■ **Problem statement**:
List each row below that contains the string "lettering", copying each one in full.

■ **Given entries**:
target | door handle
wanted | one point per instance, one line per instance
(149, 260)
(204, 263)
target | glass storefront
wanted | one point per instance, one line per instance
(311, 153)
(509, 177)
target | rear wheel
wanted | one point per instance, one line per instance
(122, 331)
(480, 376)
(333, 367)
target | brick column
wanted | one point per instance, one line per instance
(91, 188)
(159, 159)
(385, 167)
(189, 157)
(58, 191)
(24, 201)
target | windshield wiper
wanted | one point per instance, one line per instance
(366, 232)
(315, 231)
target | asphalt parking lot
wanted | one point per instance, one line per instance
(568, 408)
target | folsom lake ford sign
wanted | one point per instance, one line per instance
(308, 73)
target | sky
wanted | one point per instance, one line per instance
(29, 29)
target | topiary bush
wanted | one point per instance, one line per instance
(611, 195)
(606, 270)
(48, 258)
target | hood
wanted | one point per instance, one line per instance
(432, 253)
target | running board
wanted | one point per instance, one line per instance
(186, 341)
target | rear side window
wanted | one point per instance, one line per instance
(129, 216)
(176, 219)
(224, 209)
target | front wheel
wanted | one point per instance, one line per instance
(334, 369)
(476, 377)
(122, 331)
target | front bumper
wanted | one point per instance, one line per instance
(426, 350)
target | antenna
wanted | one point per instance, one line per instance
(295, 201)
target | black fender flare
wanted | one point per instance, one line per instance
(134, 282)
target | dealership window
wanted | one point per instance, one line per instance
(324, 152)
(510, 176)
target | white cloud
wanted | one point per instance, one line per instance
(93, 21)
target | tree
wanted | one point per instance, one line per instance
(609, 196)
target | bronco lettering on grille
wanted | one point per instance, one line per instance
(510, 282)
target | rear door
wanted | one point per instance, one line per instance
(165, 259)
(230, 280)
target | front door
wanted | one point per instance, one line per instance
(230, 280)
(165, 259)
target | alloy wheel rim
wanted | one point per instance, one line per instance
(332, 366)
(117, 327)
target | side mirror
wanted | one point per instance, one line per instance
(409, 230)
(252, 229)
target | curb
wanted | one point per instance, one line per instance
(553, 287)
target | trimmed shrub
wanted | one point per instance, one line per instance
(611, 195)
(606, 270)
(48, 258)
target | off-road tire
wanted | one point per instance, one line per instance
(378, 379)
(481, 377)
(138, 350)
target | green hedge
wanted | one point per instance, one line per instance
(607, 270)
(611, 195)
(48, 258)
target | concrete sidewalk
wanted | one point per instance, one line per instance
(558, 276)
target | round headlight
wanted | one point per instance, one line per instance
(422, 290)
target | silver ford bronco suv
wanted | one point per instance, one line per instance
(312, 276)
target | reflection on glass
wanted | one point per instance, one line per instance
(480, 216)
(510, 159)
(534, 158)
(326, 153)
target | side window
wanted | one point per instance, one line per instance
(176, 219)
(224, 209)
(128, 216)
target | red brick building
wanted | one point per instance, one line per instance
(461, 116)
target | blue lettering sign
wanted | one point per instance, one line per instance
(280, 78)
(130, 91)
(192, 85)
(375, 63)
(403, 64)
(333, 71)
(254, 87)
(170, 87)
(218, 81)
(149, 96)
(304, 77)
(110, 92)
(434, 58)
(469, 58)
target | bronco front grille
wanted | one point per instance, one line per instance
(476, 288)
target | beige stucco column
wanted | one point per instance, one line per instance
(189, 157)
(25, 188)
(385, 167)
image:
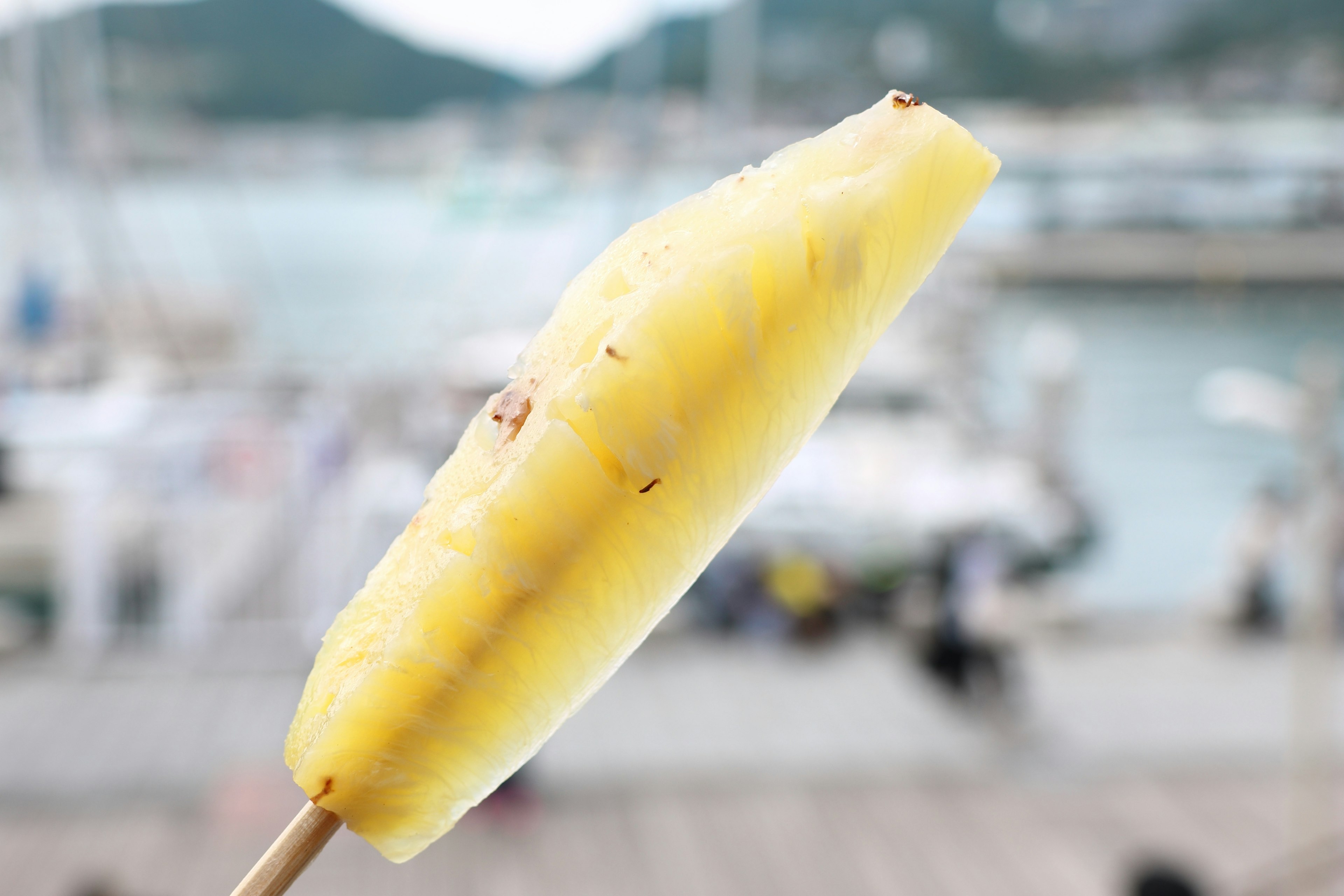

■ **Right answer**:
target | bronco lettering on grille
target | blue lettering sign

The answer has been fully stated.